◆ **GOALS**:
- a) Could you print the passage on Pope John Paul II, Pope Francis, and Latin America word for word?
- b) Can you arrange the records as a JSON list of strings, one string per line, running from the first line of the records through the line with "<point>88,812</point>" (both included), with blank lines and the pictures left out?

══ EXTRACT PROVIDED ══

At around that same time, Pope John Paul II also defended the rights of other priests, such as Fr. Michel Descoteaux and Fr. Ernesto Cardenal, who served as Foreign Affairs Minister and Culture Minister, respectively, in the Sandinista revolutionary government formed by Daniel Ortega and the FSLN in 1979.

Argentinian Archbishop Jorge Mario Bergoglio was moulded in the Latin American liberation theology tradition. A simple man who rejected the privileges that came with his office, he was also selected on March 13, 2013 to replace Benedict XVI, assuming the name Francis and the first non-European to be entrusted to the church’s papal throne.

Francis is the most activist Pope in modern Catholic history — healing deep church wounds, blessing the poorest people and building bridges between countries and leaders. He also helped negotiate an end to the longest guerilla war in Latin America (between the FARC and the Colombian government) and played a role in the healing the 55-year division between Cuba and the USA.

═══
══ LISTING ══

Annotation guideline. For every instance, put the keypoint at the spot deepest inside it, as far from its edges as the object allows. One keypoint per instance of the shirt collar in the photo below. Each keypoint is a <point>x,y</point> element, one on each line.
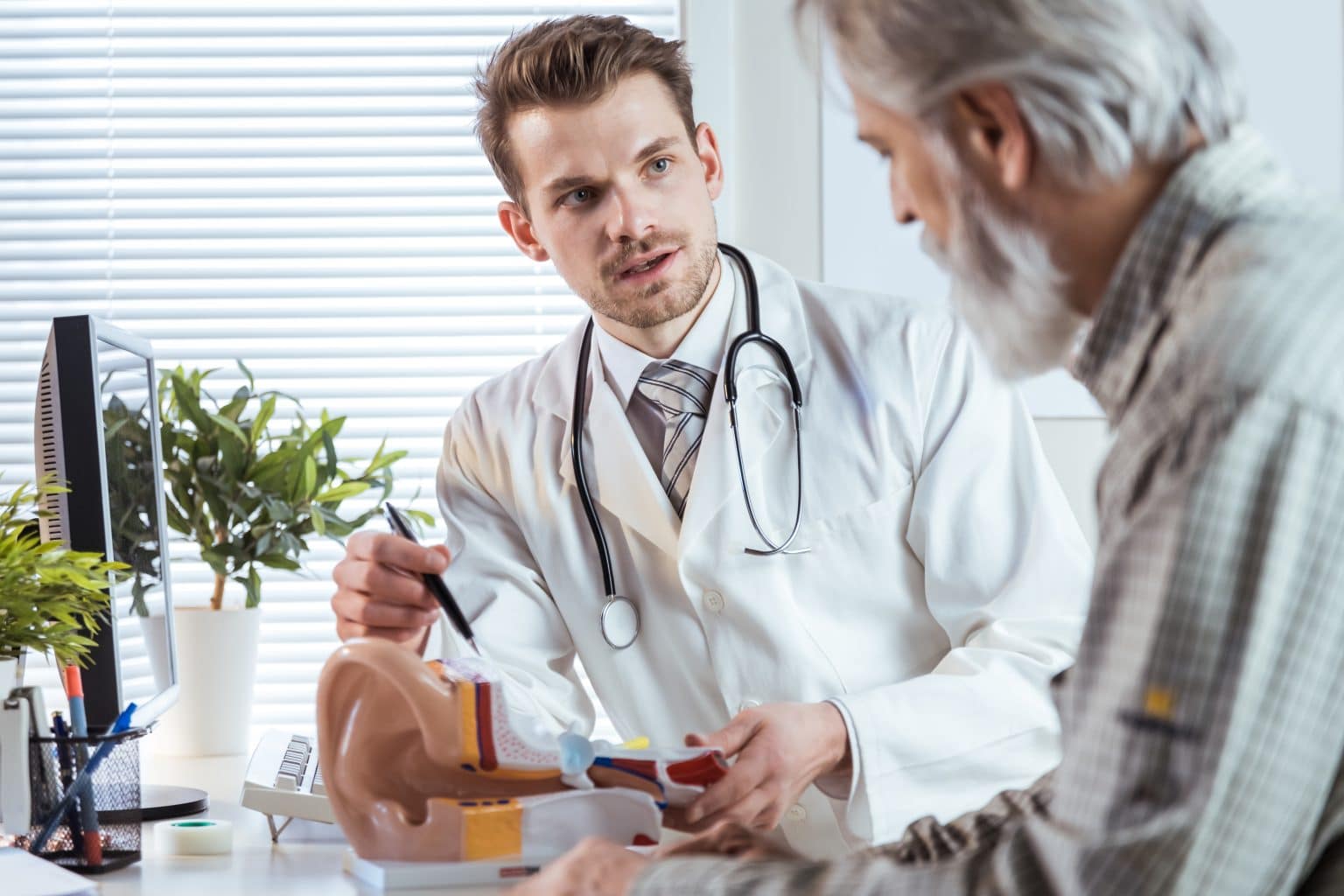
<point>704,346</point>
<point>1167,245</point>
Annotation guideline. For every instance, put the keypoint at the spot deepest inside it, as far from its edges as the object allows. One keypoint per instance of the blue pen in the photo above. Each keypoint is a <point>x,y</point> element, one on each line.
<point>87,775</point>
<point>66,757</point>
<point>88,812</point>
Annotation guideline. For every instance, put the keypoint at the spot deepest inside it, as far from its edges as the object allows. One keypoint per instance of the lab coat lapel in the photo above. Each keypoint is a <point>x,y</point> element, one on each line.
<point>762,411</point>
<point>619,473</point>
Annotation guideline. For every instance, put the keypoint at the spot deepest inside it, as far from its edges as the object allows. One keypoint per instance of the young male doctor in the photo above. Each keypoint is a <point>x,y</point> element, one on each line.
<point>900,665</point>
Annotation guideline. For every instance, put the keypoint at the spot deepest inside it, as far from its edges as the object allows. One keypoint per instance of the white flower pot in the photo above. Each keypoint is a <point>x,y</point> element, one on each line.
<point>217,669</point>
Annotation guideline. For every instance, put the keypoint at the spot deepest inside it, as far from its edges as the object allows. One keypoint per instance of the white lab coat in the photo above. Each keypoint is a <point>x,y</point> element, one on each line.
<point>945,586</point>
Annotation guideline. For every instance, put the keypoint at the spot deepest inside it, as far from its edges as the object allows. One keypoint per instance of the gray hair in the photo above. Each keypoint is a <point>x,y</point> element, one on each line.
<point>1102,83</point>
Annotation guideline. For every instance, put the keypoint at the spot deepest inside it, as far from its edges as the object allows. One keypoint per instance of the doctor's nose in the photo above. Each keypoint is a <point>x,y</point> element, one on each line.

═══

◆ **SOLUTIONS IN ORDER**:
- a)
At around that same time, Pope John Paul II also defended the rights of other priests, such as Fr. Michel Descoteaux and Fr. Ernesto Cardenal, who served as Foreign Affairs Minister and Culture Minister, respectively, in the Sandinista revolutionary government formed by Daniel Ortega and the FSLN in 1979.

Argentinian Archbishop Jorge Mario Bergoglio was moulded in the Latin American liberation theology tradition. A simple man who rejected the privileges that came with his office, he was also selected on March 13, 2013 to replace Benedict XVI, assuming the name Francis and the first non-European to be entrusted to the church’s papal throne.

Francis is the most activist Pope in modern Catholic history — healing deep church wounds, blessing the poorest people and building bridges between countries and leaders. He also helped negotiate an end to the longest guerilla war in Latin America (between the FARC and the Colombian government) and played a role in the healing the 55-year division between Cuba and the USA.

- b)
[
  "Annotation guideline. For every instance, put the keypoint at the spot deepest inside it, as far from its edges as the object allows. One keypoint per instance of the shirt collar in the photo below. Each keypoint is a <point>x,y</point> element, one on each line.",
  "<point>704,346</point>",
  "<point>1167,245</point>",
  "Annotation guideline. For every instance, put the keypoint at the spot deepest inside it, as far from its edges as the object allows. One keypoint per instance of the blue pen in the photo above. Each keypoint is a <point>x,y</point> element, one on each line.",
  "<point>87,775</point>",
  "<point>66,757</point>",
  "<point>88,812</point>"
]